**SHORT PROBLEM**
Swap "belt" for "strap" in the data running from the start through the line containing "top-left (35, 55), bottom-right (44, 61)", both ends included. Write those lines out again, leaving everything else unchanged.

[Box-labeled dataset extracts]
____

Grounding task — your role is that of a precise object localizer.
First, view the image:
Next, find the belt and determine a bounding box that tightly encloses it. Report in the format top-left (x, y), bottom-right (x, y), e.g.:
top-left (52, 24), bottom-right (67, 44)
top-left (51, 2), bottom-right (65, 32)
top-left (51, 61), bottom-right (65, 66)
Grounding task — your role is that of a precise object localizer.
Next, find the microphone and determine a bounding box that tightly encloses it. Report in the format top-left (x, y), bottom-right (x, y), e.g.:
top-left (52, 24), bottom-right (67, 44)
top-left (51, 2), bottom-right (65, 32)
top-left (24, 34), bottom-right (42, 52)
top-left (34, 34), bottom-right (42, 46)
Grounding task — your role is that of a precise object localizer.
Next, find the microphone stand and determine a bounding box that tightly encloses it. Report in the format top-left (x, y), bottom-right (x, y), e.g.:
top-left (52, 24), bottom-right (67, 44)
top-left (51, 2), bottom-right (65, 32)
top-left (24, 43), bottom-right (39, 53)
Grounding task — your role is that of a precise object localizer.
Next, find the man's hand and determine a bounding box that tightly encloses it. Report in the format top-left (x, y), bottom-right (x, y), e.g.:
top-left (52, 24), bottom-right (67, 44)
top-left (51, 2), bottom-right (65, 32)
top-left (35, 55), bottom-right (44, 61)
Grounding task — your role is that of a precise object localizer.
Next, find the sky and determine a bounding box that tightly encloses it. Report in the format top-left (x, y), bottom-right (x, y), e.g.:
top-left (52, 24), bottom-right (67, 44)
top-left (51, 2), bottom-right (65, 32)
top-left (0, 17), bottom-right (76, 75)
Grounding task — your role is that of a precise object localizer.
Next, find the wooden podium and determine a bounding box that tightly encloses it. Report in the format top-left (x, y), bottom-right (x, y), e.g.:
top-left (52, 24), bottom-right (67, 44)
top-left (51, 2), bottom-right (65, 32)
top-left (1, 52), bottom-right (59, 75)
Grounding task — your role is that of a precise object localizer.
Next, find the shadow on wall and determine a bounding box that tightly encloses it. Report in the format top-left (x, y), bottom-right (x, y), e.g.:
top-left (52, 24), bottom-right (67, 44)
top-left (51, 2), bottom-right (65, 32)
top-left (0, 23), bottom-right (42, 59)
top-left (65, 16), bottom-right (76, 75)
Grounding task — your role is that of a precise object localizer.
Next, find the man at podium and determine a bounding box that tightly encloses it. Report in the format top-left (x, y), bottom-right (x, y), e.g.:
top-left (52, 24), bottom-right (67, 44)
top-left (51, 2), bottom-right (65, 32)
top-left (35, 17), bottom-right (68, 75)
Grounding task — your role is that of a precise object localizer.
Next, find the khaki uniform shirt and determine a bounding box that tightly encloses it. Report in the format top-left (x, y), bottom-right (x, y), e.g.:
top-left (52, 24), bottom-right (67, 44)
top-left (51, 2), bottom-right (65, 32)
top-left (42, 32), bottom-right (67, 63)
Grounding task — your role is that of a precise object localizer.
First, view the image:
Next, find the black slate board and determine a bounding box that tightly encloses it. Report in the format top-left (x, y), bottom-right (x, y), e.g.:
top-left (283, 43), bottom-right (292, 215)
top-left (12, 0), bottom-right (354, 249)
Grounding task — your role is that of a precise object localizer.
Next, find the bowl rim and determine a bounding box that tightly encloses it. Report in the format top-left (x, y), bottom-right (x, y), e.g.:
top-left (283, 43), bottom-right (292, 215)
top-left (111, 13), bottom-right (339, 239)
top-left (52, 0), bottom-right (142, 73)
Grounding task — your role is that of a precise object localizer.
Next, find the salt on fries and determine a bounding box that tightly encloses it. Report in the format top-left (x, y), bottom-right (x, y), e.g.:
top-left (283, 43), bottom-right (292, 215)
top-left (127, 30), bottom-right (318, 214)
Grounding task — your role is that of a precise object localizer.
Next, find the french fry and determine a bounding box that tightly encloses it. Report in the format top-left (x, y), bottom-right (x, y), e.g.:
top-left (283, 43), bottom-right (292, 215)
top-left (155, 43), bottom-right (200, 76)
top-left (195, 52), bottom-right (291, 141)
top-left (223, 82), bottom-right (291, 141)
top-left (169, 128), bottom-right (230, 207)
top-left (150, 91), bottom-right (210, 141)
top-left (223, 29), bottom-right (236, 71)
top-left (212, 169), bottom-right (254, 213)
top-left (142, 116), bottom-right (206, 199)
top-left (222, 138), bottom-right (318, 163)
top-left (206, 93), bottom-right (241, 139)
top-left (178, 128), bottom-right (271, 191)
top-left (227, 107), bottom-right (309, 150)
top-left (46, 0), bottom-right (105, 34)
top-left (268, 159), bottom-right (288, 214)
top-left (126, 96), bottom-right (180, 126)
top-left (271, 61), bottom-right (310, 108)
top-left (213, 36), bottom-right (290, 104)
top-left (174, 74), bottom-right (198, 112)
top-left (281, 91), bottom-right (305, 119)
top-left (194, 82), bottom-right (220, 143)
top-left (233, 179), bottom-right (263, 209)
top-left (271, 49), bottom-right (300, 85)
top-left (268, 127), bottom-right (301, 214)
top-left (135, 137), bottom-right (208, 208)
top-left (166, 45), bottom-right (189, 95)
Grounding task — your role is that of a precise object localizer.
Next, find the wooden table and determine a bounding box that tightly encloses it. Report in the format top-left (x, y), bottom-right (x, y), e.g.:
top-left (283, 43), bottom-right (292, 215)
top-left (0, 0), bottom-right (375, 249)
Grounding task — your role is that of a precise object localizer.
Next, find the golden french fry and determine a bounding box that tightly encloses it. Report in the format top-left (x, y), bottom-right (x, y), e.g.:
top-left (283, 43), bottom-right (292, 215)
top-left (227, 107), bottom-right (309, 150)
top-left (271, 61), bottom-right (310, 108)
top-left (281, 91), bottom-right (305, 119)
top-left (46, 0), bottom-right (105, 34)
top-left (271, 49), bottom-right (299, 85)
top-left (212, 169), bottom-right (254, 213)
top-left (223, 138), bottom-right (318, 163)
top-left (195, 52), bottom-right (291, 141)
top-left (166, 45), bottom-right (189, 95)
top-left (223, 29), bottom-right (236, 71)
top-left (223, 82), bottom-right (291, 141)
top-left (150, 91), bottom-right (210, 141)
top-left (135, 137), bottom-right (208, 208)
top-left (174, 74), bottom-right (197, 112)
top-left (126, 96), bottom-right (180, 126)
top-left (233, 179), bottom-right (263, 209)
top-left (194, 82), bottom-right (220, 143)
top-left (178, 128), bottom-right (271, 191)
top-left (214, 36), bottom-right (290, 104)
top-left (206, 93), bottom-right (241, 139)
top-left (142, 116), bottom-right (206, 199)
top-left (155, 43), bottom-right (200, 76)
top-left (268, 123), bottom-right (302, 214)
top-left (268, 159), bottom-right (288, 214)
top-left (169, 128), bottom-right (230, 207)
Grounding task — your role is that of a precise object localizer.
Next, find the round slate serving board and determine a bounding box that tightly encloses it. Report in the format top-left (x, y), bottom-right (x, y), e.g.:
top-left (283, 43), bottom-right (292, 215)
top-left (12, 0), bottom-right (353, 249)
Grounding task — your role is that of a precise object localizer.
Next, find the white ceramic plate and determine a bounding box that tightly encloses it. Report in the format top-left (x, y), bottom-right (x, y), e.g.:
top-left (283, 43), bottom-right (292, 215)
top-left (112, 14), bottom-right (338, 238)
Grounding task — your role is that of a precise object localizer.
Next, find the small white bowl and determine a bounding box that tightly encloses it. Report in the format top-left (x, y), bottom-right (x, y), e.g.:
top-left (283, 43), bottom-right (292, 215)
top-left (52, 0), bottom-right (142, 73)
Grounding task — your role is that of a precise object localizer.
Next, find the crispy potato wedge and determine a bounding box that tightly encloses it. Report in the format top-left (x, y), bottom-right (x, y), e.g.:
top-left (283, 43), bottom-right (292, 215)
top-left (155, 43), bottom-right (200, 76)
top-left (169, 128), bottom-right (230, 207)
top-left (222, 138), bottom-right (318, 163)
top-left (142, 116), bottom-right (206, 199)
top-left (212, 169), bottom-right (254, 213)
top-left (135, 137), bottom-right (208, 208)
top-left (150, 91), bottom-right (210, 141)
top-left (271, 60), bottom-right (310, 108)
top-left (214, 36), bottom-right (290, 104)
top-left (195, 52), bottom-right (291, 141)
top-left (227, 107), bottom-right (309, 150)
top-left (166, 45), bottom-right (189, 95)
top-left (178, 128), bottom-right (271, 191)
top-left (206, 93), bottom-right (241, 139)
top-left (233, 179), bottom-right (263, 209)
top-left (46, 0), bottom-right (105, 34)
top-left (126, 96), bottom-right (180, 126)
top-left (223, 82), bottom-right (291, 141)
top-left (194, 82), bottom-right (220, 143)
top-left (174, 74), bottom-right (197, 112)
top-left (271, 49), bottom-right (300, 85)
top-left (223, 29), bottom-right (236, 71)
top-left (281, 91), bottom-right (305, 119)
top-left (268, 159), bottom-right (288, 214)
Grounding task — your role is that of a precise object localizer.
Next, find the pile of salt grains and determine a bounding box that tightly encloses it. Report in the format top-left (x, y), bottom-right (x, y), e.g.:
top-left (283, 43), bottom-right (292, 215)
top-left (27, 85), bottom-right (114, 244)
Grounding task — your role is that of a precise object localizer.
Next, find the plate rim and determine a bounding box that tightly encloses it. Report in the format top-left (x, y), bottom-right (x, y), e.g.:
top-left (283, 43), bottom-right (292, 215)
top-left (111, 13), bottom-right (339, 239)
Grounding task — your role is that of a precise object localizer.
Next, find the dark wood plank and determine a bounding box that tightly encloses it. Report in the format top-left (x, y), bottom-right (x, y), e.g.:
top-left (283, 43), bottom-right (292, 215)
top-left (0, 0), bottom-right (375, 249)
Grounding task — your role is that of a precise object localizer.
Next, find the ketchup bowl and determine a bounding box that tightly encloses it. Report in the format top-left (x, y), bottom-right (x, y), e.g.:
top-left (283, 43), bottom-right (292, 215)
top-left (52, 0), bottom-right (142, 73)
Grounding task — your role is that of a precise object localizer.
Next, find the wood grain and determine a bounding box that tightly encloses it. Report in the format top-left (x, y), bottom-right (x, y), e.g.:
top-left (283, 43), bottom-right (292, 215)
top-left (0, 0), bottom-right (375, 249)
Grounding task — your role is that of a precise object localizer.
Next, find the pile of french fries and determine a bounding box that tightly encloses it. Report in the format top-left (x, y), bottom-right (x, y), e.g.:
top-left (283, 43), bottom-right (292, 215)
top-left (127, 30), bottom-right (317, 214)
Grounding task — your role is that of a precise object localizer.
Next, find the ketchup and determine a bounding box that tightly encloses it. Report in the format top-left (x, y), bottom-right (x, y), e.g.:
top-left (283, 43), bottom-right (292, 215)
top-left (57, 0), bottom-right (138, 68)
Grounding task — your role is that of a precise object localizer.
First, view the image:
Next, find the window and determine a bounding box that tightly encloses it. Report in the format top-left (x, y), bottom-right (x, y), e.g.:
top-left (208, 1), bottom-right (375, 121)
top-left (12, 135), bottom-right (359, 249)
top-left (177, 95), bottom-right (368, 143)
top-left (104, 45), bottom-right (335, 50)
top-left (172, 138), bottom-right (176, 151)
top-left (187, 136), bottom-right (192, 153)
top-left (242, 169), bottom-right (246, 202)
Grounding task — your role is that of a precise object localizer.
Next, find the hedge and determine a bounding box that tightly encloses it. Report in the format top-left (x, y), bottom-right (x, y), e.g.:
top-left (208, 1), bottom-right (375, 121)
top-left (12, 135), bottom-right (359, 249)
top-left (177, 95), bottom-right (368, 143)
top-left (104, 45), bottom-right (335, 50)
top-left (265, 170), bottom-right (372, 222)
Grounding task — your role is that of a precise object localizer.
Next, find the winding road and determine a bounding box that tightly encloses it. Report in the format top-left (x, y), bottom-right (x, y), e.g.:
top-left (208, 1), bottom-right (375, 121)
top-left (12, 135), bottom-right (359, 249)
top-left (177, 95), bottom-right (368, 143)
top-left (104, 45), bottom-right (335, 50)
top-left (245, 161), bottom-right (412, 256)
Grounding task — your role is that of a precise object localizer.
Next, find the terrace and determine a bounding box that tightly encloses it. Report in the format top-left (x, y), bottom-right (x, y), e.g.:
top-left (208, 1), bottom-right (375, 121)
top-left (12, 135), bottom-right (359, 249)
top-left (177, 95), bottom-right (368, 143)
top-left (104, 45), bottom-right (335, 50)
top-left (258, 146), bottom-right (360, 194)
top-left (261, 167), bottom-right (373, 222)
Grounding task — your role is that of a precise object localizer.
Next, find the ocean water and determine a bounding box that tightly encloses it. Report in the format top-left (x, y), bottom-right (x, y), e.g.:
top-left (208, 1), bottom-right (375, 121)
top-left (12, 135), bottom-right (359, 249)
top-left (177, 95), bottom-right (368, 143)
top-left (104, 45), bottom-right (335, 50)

____

**FULL ANSWER**
Grounding task — your role is that of a precise object localizer.
First, view the image:
Next, find the strap and determine a bounding box that tightly encloses it. Report in the format top-left (x, y), bottom-right (x, y), e.g.:
top-left (52, 24), bottom-right (67, 44)
top-left (51, 2), bottom-right (65, 32)
top-left (51, 61), bottom-right (65, 66)
Grounding task — your role is that of a precise object localizer.
Next, find the microphone and determine a bounding box that tightly encloses it. Report in the format top-left (x, y), bottom-right (x, y), e.g.:
top-left (52, 24), bottom-right (67, 44)
top-left (51, 2), bottom-right (65, 32)
top-left (24, 34), bottom-right (42, 52)
top-left (34, 34), bottom-right (42, 46)
Grounding task — your role is that of a precise object localizer.
Next, find the microphone stand and determine a bounding box that tightly encloses it. Report in the format top-left (x, y), bottom-right (x, y), e.g.:
top-left (52, 24), bottom-right (67, 44)
top-left (51, 2), bottom-right (65, 32)
top-left (24, 43), bottom-right (39, 53)
Grounding task — your role is that of a precise object localizer.
Next, find the man's hand and determine a bounding box that tightly encloses it. Report in the format top-left (x, y), bottom-right (x, y), e.g.:
top-left (52, 24), bottom-right (67, 44)
top-left (51, 2), bottom-right (65, 32)
top-left (35, 55), bottom-right (44, 61)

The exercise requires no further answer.